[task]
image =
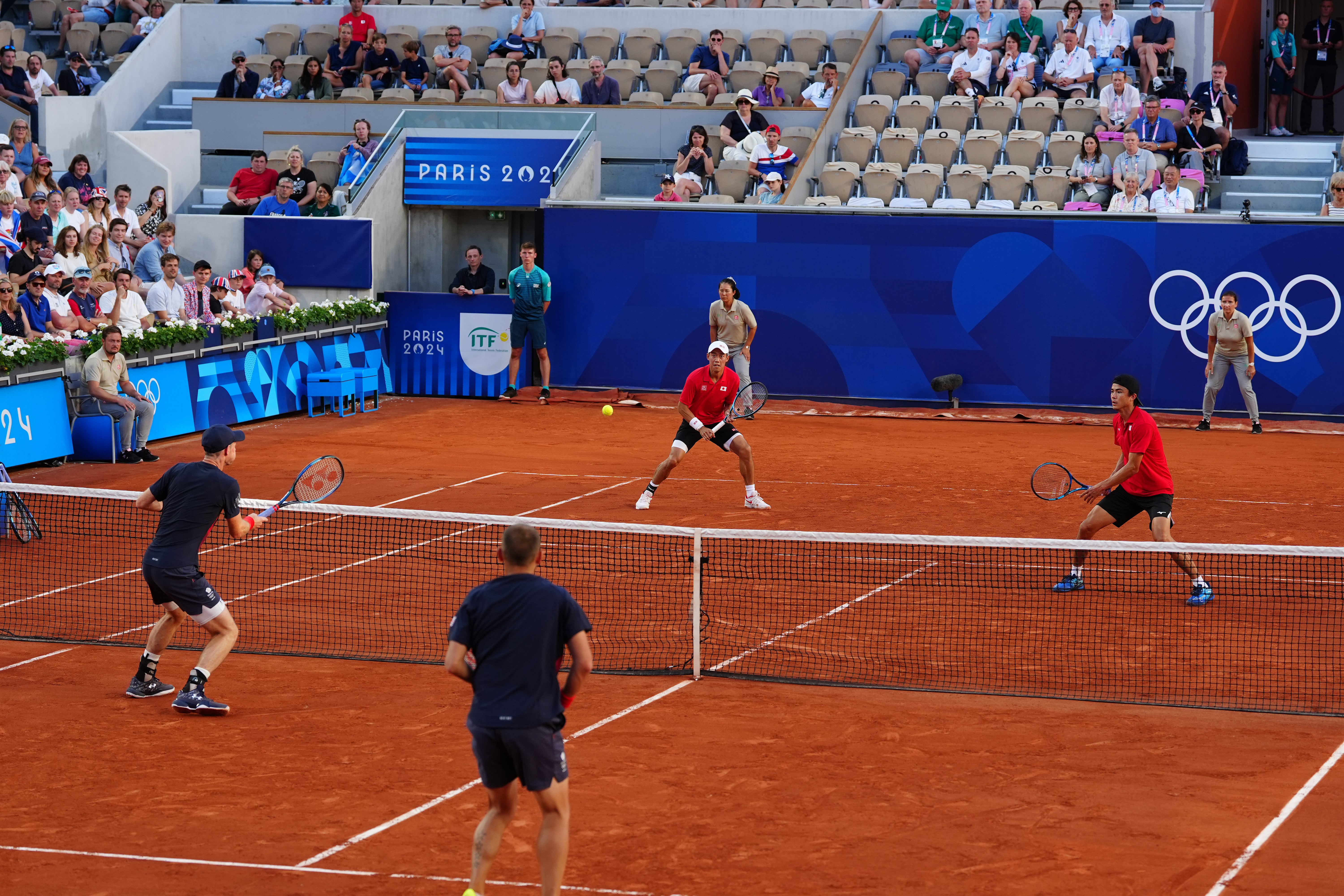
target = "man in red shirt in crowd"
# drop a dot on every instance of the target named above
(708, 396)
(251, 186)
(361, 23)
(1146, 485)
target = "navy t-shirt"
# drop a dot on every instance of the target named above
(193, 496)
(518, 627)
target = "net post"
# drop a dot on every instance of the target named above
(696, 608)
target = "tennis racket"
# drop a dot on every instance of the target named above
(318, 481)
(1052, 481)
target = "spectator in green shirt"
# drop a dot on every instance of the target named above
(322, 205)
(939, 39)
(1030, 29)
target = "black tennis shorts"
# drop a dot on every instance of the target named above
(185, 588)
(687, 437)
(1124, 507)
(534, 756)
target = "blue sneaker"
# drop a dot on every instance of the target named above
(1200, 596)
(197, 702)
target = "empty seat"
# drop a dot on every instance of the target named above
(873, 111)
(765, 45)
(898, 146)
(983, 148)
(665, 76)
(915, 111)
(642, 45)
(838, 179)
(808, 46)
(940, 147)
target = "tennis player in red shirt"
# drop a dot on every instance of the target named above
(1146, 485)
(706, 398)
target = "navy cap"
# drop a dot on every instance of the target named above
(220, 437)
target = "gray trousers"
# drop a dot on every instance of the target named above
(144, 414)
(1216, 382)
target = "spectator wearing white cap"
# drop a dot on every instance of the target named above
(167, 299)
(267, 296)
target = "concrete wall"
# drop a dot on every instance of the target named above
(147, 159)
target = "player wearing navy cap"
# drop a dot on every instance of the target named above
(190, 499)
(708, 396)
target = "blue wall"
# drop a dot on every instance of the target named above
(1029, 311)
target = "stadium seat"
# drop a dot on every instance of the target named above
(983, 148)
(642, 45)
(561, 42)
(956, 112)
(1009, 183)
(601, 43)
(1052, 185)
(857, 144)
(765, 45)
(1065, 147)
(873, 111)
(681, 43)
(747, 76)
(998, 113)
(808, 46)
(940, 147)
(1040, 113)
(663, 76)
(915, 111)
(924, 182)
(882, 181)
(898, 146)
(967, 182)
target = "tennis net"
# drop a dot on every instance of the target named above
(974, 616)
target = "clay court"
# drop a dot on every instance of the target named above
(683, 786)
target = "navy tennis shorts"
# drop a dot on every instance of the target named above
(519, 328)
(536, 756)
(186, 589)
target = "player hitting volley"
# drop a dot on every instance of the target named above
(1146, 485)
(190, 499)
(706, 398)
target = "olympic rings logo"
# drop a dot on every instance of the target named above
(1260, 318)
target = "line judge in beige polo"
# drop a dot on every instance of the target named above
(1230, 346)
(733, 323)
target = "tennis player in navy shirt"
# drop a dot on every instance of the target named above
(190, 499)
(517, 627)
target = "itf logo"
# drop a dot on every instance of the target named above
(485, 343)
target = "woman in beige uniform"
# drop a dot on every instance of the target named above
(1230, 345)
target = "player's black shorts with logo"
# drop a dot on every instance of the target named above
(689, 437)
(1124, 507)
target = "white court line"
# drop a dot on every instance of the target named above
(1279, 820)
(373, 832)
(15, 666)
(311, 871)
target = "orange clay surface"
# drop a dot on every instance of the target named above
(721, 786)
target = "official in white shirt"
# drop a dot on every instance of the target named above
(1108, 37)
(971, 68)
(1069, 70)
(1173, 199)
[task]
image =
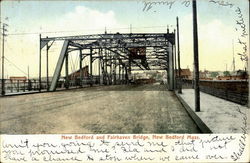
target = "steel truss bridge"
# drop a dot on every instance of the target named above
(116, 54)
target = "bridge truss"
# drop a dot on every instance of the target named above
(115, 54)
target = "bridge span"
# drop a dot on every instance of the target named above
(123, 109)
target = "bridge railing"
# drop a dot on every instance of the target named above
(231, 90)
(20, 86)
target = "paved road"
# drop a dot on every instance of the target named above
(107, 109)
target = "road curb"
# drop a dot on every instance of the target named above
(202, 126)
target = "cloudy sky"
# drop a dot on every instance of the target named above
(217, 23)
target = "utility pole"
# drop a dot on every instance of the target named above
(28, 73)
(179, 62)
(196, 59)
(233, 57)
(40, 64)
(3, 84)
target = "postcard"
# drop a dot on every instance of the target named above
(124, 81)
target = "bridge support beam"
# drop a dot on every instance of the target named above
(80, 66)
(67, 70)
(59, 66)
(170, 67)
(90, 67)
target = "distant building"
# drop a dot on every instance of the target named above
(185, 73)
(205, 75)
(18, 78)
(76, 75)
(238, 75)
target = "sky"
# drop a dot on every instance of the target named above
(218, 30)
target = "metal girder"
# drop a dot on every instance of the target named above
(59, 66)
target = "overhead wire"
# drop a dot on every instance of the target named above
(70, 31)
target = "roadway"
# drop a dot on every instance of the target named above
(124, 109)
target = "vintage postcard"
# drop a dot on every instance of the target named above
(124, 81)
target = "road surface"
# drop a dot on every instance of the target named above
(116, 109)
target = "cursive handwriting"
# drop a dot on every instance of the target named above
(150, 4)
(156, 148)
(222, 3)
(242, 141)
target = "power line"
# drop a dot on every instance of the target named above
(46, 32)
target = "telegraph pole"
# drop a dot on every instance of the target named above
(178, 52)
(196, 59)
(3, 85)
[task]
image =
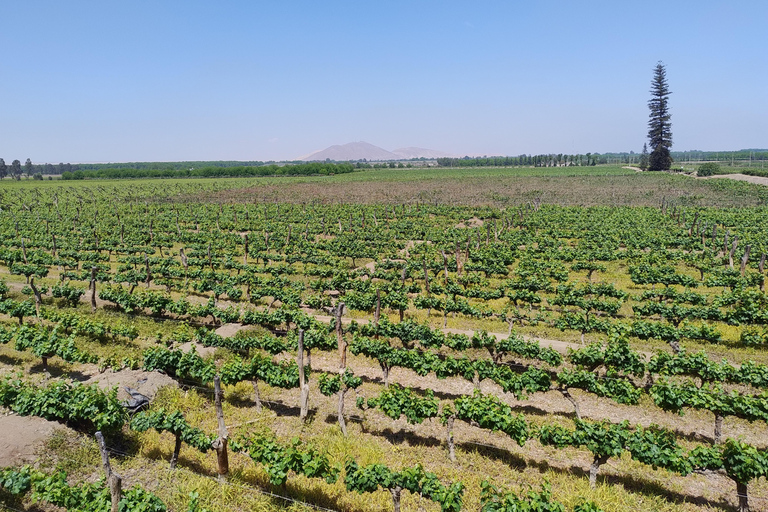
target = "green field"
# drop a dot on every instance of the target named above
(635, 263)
----------
# JOB
Please pull out everything from the first line of the items down to the line containing "(1029, 311)", both included, and reproduce those lines without changing a character. Leave the pictures out of your answer.

# SOLUTION FOR THIS TASK
[task]
image =
target = "man in red shirt in crowd"
# drop a dot on every instance of the target named above
(708, 396)
(251, 186)
(361, 23)
(1146, 485)
target = "navy t-shirt"
# drop a dot on every instance of the target named above
(193, 496)
(518, 627)
target = "net post"
# drop a dot on every instance of the target named above
(696, 608)
target = "tennis racket"
# drop a dot on every instance of the target named above
(318, 481)
(1052, 481)
target = "spectator in green shirt"
# drop a dot on every instance of the target named above
(322, 205)
(939, 39)
(1030, 29)
target = "black tennis shorts"
# drop a dot on every instance of the target named above
(185, 588)
(687, 437)
(1124, 507)
(534, 756)
target = "blue sneaker"
# drop a dot on every instance of the target named above
(1200, 596)
(197, 702)
target = "empty seat"
# drop a dot on every instance of the target named above
(873, 111)
(765, 45)
(898, 146)
(983, 148)
(665, 76)
(915, 111)
(642, 45)
(838, 179)
(808, 46)
(940, 147)
target = "tennis player in red shirt"
# drop a dot on every instance of the target named above
(1146, 485)
(706, 398)
target = "navy cap"
# drop a dot on every instance of the target named above
(220, 437)
target = "gray trousers"
# drop a dot on every instance of the target named above
(144, 414)
(1216, 382)
target = "spectator wearing white cap"
# drop a dot on every instance of the target named above
(167, 299)
(267, 296)
target = "concrete wall"
# drop a dot on every instance of the target named above
(147, 159)
target = "player wearing navy cap"
# drop a dot on every instance of the target named above
(190, 499)
(708, 396)
target = "blue wall"
# drop a dot on every instance of the target named above
(1029, 311)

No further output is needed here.